■ **YOUR OBJECTIVE**
Reproduce everything in the Japanese music list from "9. Tsumugine: Tsumugine" down to "atmospheric little CD.", word for word.

■ **DOCUMENT SEGMENT**
────────────────────

Several days later than promised, but here’s the top ten of my Japanese music of 2011 (No.11-20 is here). Again, I’m allowing some Korean stuff if it’s a proper Japanese release, and again I’m not being fussy about what counts as an EP, a mini-album or an album — it all goes in. Obviously, this is just a personal list of what interested me out of the limited range of what I actually heard this year and I didn’t include any of those bizarre “objective” measures that people keep moaning to the Japan Times complaints department that I don’t include. Anyway, on with the list:

Boundee, CD

10. She Talks Silence: Some Small Gifts

Precariously poised on the edge between the barely-produced lo-fi indie ethos of early 80s British DiY music and the kind of Tokyo hipster scene that’s well-connected enough to bypass the dirtier fringes of the live music circuit and parachute straight into the 3000yen a ticket, 700yen a beer range of venues, She Talks Silence are the sort of band that could be unbearable to an indie snob like me who generally requires years of slumming it in dives out of a band before I grant them my seal of approval. And if that sounds like a strange way to introduce a band I’m trying to convince you are in my top ten of the year, I apologise, but She Talks Silence’s position is at the heart of what I find frustrating about them. They’re like the beautiful, intelligent, talented girl who’s dating a jerk who doesn’t appreciate her [Disclaimer: their actual boyfriends are really cool]. Their music is delicate, sweet, lonely, charming, violent and tremendously affecting, with Fragment one of the most beautiful songs I’ve heard all year and Dead Romance edged with a series of particularly sharp thorns, and yet there is a terrible and selfish sense that they belong to someone else, that they float in a fashion environment too superficial to understand what’s so great about them, and worst of all, the gnawing knowledge that the only real problem is my own snobbery. In any case, Some Small Gifts is a near flawless example of lo-fi indiepop melodymaking that also demonstrates flair and artistry with more awkward, off-centre song construction.

Self-released, CD/R

9. Tsumugine: Tsumugine

This three-song, EP by the performance art collective Tsumugine (a group with a curious penchant for live performances in isolated countryside road tunnels, among other places) is basically fifteen minutes of eerie “instrumental” vocal music, with the musical wing of the group’s a capella utterances creating distorted tones and monastic harmonies that I would have thought certainly the work of studio effects had I not seen them perform a lot of this stuff live with only a couple of microphones. Some harmonica is thrown into the mix on the eight-minute final track, but the range of tones and sounds of the vocal performers is so diverse that it’s utterly in keeping with the rest of this atmospheric little CD.

Self-released, CD/R

8. Hysteric Picnic: Hysteric Picnic EP

Like Pop Office, Hysteric Picnic are clearly influenced by 1980s British new wave bands — in this case Joy Division and maybe The Jesus and Mary Chain feature strongly, with something of Young Marble Giants in the tick-tock-tick-tock drum machine rhythms that underpin many of their songs. However, where Pop Office distinguish themselves with quirky embellishments or a slightly off-centre approach, Hysteric Picnic charge right in, glowing with conviction, dirty and lo-fi as you like, and bursting with great tunes. They don’t spend hours polishing their songs to a burnished sheen, but neither is the roughness an affectation: it’s integral to the band’s sound, present in the Wire-like slashes of guitar, explosions of feedback and anguished vocal yowls of Chinese Girl. The way they combine that with sublime melodies and harmonies, best displayed on Persona, is what makes this EP such an extraordinary debut.

────────────────────

■ **GIVEN ENTRIES**
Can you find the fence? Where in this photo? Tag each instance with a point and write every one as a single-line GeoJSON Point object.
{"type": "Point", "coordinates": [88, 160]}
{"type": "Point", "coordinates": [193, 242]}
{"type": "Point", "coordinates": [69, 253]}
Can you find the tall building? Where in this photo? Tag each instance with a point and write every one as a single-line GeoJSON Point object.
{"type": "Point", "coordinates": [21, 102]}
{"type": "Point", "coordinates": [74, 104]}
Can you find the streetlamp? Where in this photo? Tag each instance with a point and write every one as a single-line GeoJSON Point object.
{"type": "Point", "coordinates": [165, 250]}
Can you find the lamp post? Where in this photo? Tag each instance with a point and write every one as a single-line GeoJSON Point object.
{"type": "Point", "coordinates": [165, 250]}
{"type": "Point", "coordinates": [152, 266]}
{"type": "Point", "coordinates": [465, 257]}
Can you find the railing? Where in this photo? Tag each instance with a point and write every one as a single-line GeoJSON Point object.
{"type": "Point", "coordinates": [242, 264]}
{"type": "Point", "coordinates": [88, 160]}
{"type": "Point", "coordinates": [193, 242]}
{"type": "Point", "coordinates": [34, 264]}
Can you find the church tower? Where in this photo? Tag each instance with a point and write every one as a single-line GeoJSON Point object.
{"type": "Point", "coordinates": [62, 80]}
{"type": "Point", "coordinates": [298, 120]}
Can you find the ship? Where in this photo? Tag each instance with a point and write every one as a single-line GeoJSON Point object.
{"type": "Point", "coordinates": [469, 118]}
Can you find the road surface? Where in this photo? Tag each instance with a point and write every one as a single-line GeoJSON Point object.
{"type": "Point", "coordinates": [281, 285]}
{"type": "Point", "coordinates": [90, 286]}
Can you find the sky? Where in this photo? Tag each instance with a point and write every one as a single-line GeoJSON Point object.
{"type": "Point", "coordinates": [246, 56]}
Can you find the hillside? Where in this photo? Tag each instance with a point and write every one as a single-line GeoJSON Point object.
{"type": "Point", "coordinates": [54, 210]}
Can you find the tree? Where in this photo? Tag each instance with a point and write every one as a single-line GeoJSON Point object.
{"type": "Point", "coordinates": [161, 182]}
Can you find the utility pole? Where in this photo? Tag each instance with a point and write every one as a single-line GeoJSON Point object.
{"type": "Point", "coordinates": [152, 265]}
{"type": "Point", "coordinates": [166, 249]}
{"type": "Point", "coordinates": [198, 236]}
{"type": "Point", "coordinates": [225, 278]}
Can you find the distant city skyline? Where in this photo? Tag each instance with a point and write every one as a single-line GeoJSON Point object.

────────────────────

■ **SOLUTION TO THIS PROBLEM**
9. Tsumugine: Tsumugine

This three-song, EP by the performance art collective Tsumugine (a group with a curious penchant for live performances in isolated countryside road tunnels, among other places) is basically fifteen minutes of eerie “instrumental” vocal music, with the musical wing of the group’s a capella utterances creating distorted tones and monastic harmonies that I would have thought certainly the work of studio effects had I not seen them perform a lot of this stuff live with only a couple of microphones. Some harmonica is thrown into the mix on the eight-minute final track, but the range of tones and sounds of the vocal performers is so diverse that it’s utterly in keeping with the rest of this atmospheric little CD.